▶ [Excerpted passage]
Experimental characterization of computational designs

The genes for all Symmetrin designs were synthesized, and their corresponding proteins were expressed and experimentally characterized. A summary of all experimental results is presented in Table 1. Of the 4 proteins designed and tested, Symmetrin-1 and Symmetrin-3 displayed the most noteworthy characteristics, and have been described in detail below. Symmetrin-2 displayed identical spectral, thermal, and gel filtration characteristics as compared to Symmetrin-1, and was not tested further. Symmetrin-4 was insoluble, and could not be tested further.

Table 1 Experimental characterization of Symmetrin proteins. Each column displays the results of a single experiment performed on all Symmetrin designs. Each row displays the results of all experiments performed on a single Symmetrin design. The Symmetrin-1 and Symmetrin-3 designs displayed the most noteworthy characteristics. Cells left blank represent experiments not performed

Symmetrin-1 was easily expressed, with cultures yielding 10 mg/l protein on IPTG induction. The protein was found to be readily soluble, and was stored at 4 °C at concentrations of 2.5 mg/ml. Circular dichroism experiments were performed to determine the secondary structure content and stability of Symmetrin-1 under different denaturing conditions. The far UV CD spectrum revealed that Symmetrin-1 adopts a secondary structure consistent with alpha/beta proteins, showing two characteristic minima near 220 nm and 210 nm (Fig. 6a).

Fig. 6

Experimental characterization of Symmetrin-1 and Symmetrin-3. Figures (a,b,c) show experimental results for Symmetrin-1. a The far-ultraviolet circular dichroism (CD) spectrum is shown, displaying prominent alpha-beta characteristics. b Temperature denaturation recorded at 222 nm from 10-95 °C. The denaturation curve appears sigmoidal. c Gel filtration (FPLC) data, showing a prominent peak at 62.43 ml. Elution volumes for markers are shown in grey, while their corresponding molecular weights are shown in red. Figures (d,e,f) show experimental results for Symmetrin-3. d The far-ultraviolet CD spectrum is shown, displaying prominent alpha-beta characteristics. e Temperature denaturation recorded at 222 nm from 10-95 °C. The denaturation curve appears sigmoidal. Note that the protein appears more stable than Symmetrin-1. f Gel filtration (FPLC) data, showing a many peaks from 50.38 ml to 64.18 ml. Elution volumes for markers are shown in grey, while their corresponding molecular weights are shown in red

Temperature denaturation experiments were performed by observing changes in the far UV CD spectrum measured at 222 nm. The change in signal strength through a temperature gradient of 10-95 °C was smooth and sigmoidal, indicating cooperative unfolding (Fig. 6b). Thermodynamic analyses were performed by fitting the transition region of the temperature denaturation curve into the Van't Hoff equation. From these calculations, the melting temperature (Tm) was determined to be 44.0 °C, and the Gibbs free energy of unfolding was determined to be 8.0 kJ/mol.

▶ [Required actions]
[A] Name each Symmetrin design in the passage on the Symmetrin proteins. For each, give what its first paragraph says about that design's outcome.
[B] Continue the passage on the Symmetrin proteins, starting after its last sentence.

[Natural language region descriptions]
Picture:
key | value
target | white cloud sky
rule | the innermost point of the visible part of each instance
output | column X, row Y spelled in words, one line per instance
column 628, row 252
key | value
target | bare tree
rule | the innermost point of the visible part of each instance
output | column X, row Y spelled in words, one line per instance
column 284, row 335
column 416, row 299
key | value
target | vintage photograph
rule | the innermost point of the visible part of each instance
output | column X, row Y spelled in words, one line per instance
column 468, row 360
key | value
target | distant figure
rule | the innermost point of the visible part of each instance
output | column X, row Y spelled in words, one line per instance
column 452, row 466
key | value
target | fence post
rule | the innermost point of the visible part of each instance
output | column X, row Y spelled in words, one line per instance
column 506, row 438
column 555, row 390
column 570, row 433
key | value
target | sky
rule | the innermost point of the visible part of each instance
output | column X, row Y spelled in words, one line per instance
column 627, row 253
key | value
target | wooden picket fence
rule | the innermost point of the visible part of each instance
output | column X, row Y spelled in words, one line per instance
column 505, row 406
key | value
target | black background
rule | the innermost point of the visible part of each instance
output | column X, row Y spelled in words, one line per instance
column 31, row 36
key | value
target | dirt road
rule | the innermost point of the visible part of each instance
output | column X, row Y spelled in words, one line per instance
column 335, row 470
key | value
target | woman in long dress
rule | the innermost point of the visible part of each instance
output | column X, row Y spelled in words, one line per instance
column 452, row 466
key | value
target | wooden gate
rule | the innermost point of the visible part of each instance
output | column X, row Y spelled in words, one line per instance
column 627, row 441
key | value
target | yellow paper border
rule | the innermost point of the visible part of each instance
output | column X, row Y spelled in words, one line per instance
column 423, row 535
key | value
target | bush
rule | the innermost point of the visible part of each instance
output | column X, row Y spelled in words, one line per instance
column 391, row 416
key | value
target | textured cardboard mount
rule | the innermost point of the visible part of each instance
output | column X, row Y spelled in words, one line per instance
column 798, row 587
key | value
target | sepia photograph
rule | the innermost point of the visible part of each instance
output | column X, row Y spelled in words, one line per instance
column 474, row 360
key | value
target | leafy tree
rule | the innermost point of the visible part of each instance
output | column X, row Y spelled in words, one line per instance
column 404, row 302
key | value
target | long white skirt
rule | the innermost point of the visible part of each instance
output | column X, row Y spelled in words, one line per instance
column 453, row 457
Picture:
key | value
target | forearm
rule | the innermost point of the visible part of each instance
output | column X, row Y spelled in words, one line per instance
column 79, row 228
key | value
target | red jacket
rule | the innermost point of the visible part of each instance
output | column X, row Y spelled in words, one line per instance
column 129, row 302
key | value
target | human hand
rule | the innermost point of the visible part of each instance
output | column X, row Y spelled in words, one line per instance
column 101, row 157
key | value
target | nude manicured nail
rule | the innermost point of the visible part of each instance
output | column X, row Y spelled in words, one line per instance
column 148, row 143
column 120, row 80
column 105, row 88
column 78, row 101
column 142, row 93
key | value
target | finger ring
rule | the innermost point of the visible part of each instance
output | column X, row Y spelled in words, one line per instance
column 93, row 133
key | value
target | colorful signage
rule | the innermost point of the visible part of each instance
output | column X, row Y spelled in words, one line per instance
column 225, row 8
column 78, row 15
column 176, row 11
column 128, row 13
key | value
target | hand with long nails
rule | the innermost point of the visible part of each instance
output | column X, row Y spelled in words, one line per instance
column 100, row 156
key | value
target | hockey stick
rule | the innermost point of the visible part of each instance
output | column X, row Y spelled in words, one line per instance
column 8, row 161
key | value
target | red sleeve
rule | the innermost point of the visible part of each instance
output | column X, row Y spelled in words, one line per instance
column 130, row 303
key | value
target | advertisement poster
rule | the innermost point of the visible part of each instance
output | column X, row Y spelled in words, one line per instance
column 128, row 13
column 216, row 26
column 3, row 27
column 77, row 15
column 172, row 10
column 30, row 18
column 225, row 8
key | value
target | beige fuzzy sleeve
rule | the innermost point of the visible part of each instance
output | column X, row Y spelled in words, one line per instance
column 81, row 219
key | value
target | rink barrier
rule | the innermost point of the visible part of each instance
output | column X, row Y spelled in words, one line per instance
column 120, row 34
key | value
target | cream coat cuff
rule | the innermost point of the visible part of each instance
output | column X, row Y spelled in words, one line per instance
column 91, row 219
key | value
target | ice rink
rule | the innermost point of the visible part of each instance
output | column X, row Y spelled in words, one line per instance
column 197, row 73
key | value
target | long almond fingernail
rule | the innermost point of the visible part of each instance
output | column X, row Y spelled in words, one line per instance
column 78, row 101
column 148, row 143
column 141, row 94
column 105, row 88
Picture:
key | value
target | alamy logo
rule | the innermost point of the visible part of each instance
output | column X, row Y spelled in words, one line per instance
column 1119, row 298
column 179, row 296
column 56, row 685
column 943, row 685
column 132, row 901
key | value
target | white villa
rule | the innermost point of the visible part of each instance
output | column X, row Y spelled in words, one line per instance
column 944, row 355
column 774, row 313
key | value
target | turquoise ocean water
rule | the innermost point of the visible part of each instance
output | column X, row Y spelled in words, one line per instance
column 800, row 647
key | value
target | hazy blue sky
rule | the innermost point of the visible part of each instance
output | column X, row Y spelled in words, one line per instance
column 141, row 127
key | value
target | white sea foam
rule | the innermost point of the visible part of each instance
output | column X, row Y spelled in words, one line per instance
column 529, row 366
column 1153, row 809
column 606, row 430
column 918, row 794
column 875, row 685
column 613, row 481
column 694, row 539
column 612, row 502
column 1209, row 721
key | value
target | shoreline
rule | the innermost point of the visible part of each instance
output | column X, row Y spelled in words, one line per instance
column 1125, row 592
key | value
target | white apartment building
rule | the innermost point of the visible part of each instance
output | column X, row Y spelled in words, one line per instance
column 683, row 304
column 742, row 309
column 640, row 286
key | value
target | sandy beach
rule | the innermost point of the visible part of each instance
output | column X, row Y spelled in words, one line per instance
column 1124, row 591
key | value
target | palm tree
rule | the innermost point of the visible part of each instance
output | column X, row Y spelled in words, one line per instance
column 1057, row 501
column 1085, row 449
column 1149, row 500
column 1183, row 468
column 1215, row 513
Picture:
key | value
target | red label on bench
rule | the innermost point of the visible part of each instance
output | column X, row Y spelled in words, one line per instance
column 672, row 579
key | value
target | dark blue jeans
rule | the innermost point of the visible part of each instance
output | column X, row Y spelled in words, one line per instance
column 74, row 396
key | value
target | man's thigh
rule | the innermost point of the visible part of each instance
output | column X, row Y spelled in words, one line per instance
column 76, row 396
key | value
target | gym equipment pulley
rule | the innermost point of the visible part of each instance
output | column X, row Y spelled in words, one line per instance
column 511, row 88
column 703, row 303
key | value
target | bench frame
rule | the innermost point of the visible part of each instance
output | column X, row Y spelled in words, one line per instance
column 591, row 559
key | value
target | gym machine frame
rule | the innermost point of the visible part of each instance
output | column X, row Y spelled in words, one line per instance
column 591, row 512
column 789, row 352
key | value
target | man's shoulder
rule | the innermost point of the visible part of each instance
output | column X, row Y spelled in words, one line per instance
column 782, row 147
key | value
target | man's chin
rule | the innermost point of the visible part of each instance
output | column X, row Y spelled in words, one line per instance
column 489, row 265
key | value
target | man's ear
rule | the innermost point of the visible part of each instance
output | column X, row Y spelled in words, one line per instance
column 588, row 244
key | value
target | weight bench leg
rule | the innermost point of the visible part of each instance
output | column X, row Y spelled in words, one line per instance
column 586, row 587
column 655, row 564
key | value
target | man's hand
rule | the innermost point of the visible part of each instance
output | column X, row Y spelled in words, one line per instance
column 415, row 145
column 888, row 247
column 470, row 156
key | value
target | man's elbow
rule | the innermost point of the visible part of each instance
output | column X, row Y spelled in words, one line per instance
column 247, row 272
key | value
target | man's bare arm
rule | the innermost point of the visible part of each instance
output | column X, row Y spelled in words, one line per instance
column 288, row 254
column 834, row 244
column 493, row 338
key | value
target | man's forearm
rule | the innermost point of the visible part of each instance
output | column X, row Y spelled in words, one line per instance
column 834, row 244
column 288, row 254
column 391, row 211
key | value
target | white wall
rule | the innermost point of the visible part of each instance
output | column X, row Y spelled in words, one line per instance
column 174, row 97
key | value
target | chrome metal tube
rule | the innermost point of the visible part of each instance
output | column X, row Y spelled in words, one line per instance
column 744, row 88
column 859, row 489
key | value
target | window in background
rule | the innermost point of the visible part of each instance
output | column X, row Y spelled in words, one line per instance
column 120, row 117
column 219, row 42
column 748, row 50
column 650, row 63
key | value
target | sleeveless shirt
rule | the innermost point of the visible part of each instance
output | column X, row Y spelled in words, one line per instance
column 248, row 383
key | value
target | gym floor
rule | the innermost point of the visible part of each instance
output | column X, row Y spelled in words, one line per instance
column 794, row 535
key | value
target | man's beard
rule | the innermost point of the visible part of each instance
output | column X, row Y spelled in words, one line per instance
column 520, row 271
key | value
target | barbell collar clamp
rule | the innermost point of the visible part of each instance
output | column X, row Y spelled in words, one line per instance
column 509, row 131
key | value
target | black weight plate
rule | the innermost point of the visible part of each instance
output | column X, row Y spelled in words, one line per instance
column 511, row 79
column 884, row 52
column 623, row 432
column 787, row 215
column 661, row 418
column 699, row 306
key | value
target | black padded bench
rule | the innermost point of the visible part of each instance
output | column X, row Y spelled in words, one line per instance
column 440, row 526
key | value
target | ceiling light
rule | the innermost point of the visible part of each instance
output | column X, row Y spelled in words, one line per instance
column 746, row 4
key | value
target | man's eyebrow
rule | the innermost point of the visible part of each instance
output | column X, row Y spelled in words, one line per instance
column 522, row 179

▶ [Expected outputs]
[A]
- Symmetrin-1: showed among the most noteworthy characteristics and is described in detail.
- Symmetrin-2: showed identical spectral, thermal, and gel filtration characteristics to Symmetrin-1 and was not tested further.
- Symmetrin-3: showed among the most noteworthy characteristics and is described in detail.
- Symmetrin-4: was insoluble and could not be tested further.

[B]
Upon gel filtration (Fig. 6c), a single peak was observed at an elution volume of 62.43 ml. Using protein standards (Additional file 13: Figure S4) , the molecular weight of this peak was estimated to be 32.12 kDa, in fair agreement with a theoretical molecular weight of 25902.77 Da, calculated using the ExPASy webserver [65]. A peak corresponding to the void volume elution was detected at 45.27 ml. Minor peaks were detected between 100 ml and 120 ml. A SDS-PAGE analysis of all eluted peaks revealed that Symmetrin-1 was restricted solely to the major peak eluted at 62.43 ml. These results indicated that Symmetrin-1 is monomeric in solution, and does not aggregate on storage.

Symmetrin-3 showed similar expression and solubility characteristics as Symmetrin-1, despite an increase in the number of apolar residues. Cultures yielded 10 mg/l protein on IPTG induction, and the protein was stored at 4 °C at concentrations of 2.5 mg/ml. The far UV CD spectrum of Symmetrin-3 was similar to that of Symmetrin-1, revealing an alpha/beta secondary structure, with characteristic minima near 220 nm and 210 nm (Fig. 6d).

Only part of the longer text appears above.